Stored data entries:
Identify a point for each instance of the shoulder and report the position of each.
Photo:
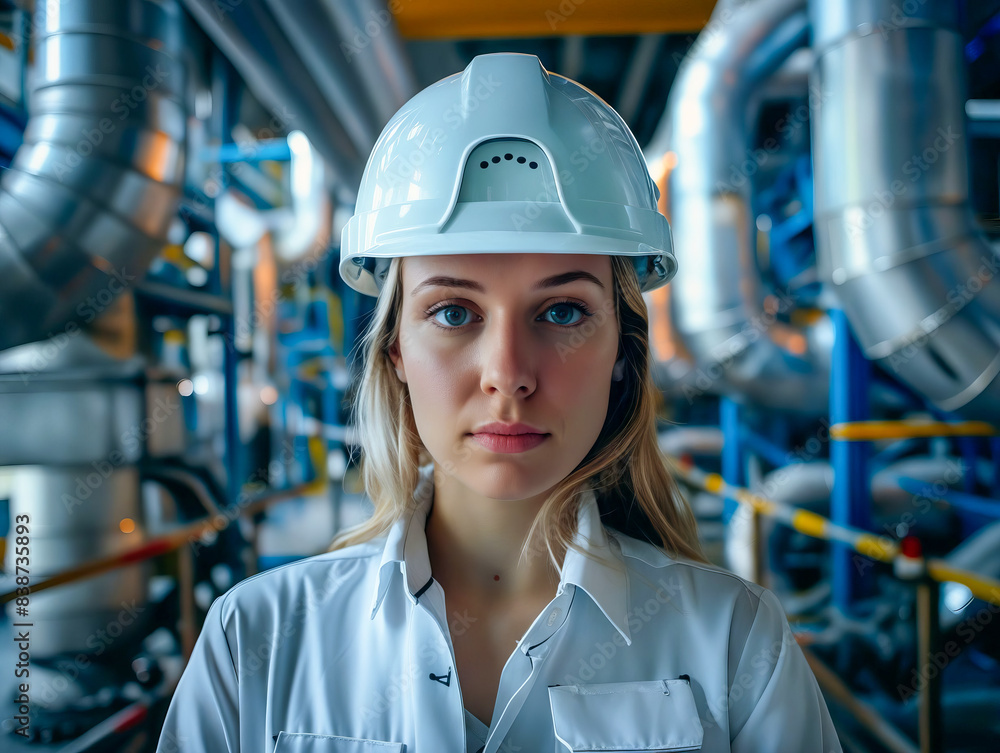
(318, 577)
(710, 589)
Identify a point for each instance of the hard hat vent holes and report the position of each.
(495, 159)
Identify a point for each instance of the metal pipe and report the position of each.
(279, 78)
(718, 305)
(90, 194)
(865, 714)
(895, 231)
(928, 640)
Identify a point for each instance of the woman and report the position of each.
(531, 578)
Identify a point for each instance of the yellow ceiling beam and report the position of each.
(462, 19)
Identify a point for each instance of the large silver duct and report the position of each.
(90, 194)
(719, 308)
(895, 233)
(335, 69)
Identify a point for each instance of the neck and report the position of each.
(474, 545)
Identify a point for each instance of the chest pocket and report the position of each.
(651, 715)
(304, 742)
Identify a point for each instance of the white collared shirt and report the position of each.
(351, 652)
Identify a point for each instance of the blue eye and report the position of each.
(458, 322)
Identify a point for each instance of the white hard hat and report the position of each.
(505, 157)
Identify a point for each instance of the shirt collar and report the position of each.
(604, 581)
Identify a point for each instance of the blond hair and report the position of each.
(635, 490)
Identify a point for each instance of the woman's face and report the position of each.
(530, 338)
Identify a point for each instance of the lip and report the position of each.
(498, 427)
(509, 443)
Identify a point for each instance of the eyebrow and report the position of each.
(549, 282)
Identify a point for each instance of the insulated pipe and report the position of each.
(91, 192)
(895, 232)
(725, 321)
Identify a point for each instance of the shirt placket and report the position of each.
(439, 716)
(524, 666)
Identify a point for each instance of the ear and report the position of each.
(397, 360)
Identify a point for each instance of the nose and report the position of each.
(508, 358)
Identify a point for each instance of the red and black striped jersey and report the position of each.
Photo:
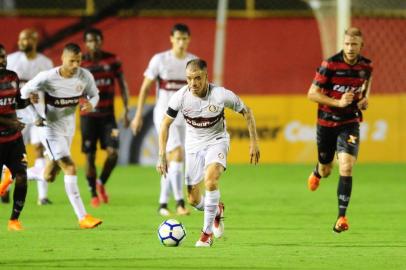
(106, 69)
(335, 77)
(10, 100)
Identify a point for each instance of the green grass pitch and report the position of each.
(272, 222)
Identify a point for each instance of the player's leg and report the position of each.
(89, 127)
(72, 190)
(39, 165)
(347, 148)
(326, 147)
(17, 162)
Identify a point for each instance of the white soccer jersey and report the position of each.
(169, 72)
(62, 96)
(205, 123)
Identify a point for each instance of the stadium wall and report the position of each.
(270, 62)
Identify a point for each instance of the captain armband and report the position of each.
(171, 112)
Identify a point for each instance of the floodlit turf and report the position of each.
(272, 222)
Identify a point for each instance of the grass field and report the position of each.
(272, 222)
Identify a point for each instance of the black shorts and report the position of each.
(13, 155)
(343, 138)
(98, 128)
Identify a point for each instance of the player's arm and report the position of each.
(136, 123)
(366, 89)
(315, 94)
(124, 95)
(162, 165)
(252, 130)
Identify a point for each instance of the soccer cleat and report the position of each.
(5, 184)
(341, 225)
(44, 201)
(164, 212)
(102, 192)
(14, 225)
(95, 202)
(89, 222)
(313, 182)
(182, 211)
(205, 240)
(218, 225)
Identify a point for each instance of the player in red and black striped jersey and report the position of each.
(12, 148)
(341, 88)
(100, 125)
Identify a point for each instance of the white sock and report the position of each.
(42, 187)
(175, 172)
(211, 202)
(33, 173)
(165, 190)
(72, 190)
(200, 205)
(40, 163)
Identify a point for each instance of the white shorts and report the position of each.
(31, 134)
(196, 163)
(176, 136)
(56, 146)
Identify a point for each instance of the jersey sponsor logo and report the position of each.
(7, 101)
(347, 88)
(204, 122)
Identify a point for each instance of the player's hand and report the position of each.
(254, 153)
(15, 124)
(86, 106)
(363, 104)
(162, 165)
(34, 98)
(136, 124)
(346, 99)
(126, 120)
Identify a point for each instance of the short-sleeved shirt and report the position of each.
(62, 96)
(335, 77)
(205, 122)
(9, 101)
(105, 70)
(169, 72)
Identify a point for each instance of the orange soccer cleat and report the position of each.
(341, 225)
(89, 222)
(205, 240)
(14, 225)
(313, 182)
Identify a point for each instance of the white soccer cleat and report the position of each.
(218, 225)
(205, 240)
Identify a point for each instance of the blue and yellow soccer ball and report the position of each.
(171, 233)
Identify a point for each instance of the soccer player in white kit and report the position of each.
(207, 142)
(27, 63)
(167, 69)
(63, 86)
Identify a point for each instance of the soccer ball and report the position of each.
(171, 233)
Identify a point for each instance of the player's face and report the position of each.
(3, 59)
(180, 41)
(27, 41)
(197, 81)
(93, 42)
(352, 48)
(71, 62)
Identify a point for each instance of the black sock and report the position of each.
(91, 181)
(344, 194)
(108, 167)
(316, 171)
(181, 203)
(20, 192)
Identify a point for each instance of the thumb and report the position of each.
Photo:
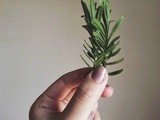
(87, 94)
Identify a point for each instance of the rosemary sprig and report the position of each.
(103, 45)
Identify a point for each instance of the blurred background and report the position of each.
(42, 39)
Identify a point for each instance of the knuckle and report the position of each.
(84, 94)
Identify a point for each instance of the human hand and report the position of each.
(74, 96)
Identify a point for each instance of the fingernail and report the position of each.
(91, 116)
(98, 74)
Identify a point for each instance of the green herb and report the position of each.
(102, 44)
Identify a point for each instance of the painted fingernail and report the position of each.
(98, 74)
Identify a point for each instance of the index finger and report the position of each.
(61, 87)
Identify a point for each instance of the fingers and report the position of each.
(97, 116)
(87, 95)
(60, 89)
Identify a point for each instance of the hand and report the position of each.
(74, 96)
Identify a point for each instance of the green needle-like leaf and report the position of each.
(116, 26)
(115, 62)
(103, 45)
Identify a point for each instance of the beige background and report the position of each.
(42, 39)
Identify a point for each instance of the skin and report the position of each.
(74, 96)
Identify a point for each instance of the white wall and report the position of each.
(42, 39)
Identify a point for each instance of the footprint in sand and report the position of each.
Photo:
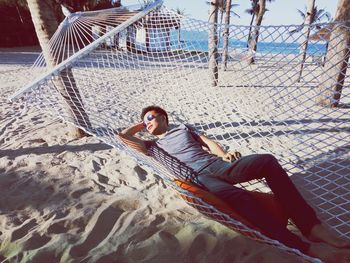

▶ Task prompt:
Because only the text is wanted, repeat all the entries exactly and leave out the pictures.

▶ Exercise solution:
Identify a point for each instance of the shoulder and report the position of each.
Photo:
(318, 577)
(710, 589)
Identify a point for each instance of the hard hat vent holes and report the position of each.
(495, 159)
Identify a point for each instance of the metal pipe and report the position of each.
(279, 78)
(718, 305)
(90, 194)
(865, 714)
(895, 231)
(928, 640)
Identify a point for each instance of the woman and report the position of each.
(531, 578)
Identify a point for each instance of the yellow ceiling beam and report the position of each.
(462, 19)
Identify a point for each instance of the large silver duct and report the position of each.
(90, 194)
(719, 308)
(895, 233)
(335, 69)
Identify a point for each instance of the neck and report the position of each.
(474, 545)
Identify a point for each instance of the chest pocket and report the position of each.
(651, 715)
(304, 742)
Identify a point for each instance of the white collared shirt and report the position of each.
(351, 652)
Identify a point for each instance of the blue eye and report the position of each.
(458, 322)
Identify a point for each instance of the white hard hat and report the position of each.
(505, 157)
Identify a point for each instance of the shirt collar and report the position of each.
(604, 581)
Identify a point for each instance of the blond hair and report the position of each.
(635, 490)
Identify a point for each instance of the woman's face and report the position of each.
(530, 338)
Identify a point for each instance of the lip and report the position of each.
(498, 427)
(509, 443)
Identify a point for each instance of the eyebrow and report the position of each.
(549, 282)
Identify a point for each instance of the insulated pipe and report the position of each.
(91, 192)
(895, 232)
(725, 321)
Identify a point for each instance of the shirt placket and report the position of each.
(439, 716)
(524, 666)
Identify a point for each instance of the ear and report the position of each.
(397, 360)
Identify a point for each instance of the nose and report the position of each.
(508, 358)
Identify a point for each instance of the red and black striped jersey and report the position of each.
Photo:
(106, 69)
(335, 77)
(10, 100)
Identify a point for each instance of the green grass pitch and report the position of each.
(272, 222)
Identify a point for each instance of the player's leg and report the position of each.
(89, 127)
(72, 190)
(39, 165)
(347, 148)
(326, 147)
(17, 162)
Identify a point for each instance of the white soccer jersey and report the position of each.
(169, 72)
(62, 96)
(205, 123)
Identify a point for each instance of the stadium wall and report the position of each.
(270, 62)
Identify a point for each instance of the captain armband and report the position of each.
(171, 112)
Identify a point for each instance of the floodlit turf and report the position of each.
(272, 222)
Identify a point for each instance of the grass field and report the position of each.
(272, 222)
Identify a point for each instance of the black shorts and report the position of each.
(13, 155)
(343, 138)
(98, 128)
Identify a point for each instance of the player's arm and report the position of each.
(136, 123)
(366, 89)
(315, 94)
(124, 95)
(162, 165)
(252, 130)
Identify a point for each instance of the soccer cleat and report the position of each.
(5, 184)
(341, 225)
(44, 201)
(164, 212)
(102, 192)
(14, 225)
(95, 202)
(89, 222)
(313, 182)
(182, 211)
(205, 240)
(218, 225)
Identify a point for each instance of the player in red and black striped jersey and report the position of each.
(12, 148)
(341, 88)
(100, 125)
Identify a point for each instance of the white sock and report the position of each.
(42, 187)
(175, 172)
(211, 202)
(33, 173)
(165, 190)
(72, 190)
(200, 205)
(40, 163)
Identify a point for each instance of the white shorts and report the position of each.
(31, 134)
(196, 163)
(176, 136)
(56, 146)
Identify a point for each instance of the jersey sponsor logo and report the position of each.
(7, 101)
(347, 88)
(204, 122)
Identify a point for each instance of the player's hand and report the position of each.
(254, 153)
(15, 124)
(86, 106)
(363, 104)
(162, 165)
(34, 98)
(136, 124)
(346, 99)
(126, 120)
Identify a point for each instance of the short-sleeved shirt and report the position of each.
(62, 96)
(335, 77)
(205, 122)
(9, 101)
(105, 70)
(169, 72)
Identify a point for each instance of the orange soccer cleat and report the position of each.
(341, 225)
(89, 222)
(205, 240)
(14, 225)
(313, 182)
Identify a point for each instance of the white soccer cleat and report the position of each.
(218, 225)
(205, 240)
Identify a point for each instance of the blue and yellow soccer ball and report the position of each.
(171, 233)
Identify a point for each instance of the soccer player in white kit and report the position of each.
(207, 142)
(27, 63)
(167, 69)
(63, 86)
Identify a point for each instance of the soccer ball and report the position of each.
(171, 233)
Identify a point for each instance of the player's face and report the position of each.
(3, 59)
(180, 41)
(27, 41)
(197, 81)
(93, 42)
(352, 48)
(71, 62)
Identify a point for each instance of the black sock and report the position of each.
(91, 181)
(344, 194)
(108, 167)
(316, 171)
(181, 203)
(20, 192)
Identify a point for each instance of the thumb and report the position of each.
Photo:
(87, 94)
Identify a point for each instance of the rosemary sprig and report the position of each.
(103, 45)
Identify a point for each instance of the blurred background and report the position of each.
(42, 39)
Identify a point for each instance of the knuckle and report the position of each.
(84, 94)
Identify a point for each instance of the human hand and report the position of each.
(74, 96)
Identify a point for each instance of the fingernail and report the position of each.
(91, 116)
(98, 74)
Identify a point for each instance of the green herb and report the position of each.
(102, 44)
Identify a point for each instance of the painted fingernail and report the position of each.
(98, 74)
Identify a point for each instance of the index finger and report the position of each.
(61, 87)
Identify a point for each instance of the fingers and report the position of each.
(97, 116)
(87, 95)
(60, 89)
Identify a point for each instance of the hand and report the position of each.
(74, 96)
Identify a point for each instance of the green needle-like leaf and report the position of each.
(116, 26)
(115, 62)
(103, 45)
Identify a point for each instance of the beige background and report the position of each.
(42, 39)
Identify a point for each instance of the skin and report the position of each.
(74, 96)
Identify a point for each instance of the white wall and report the position of each.
(42, 39)
Identify a point for each instance of the footprint in sand and report the position of each.
Photo:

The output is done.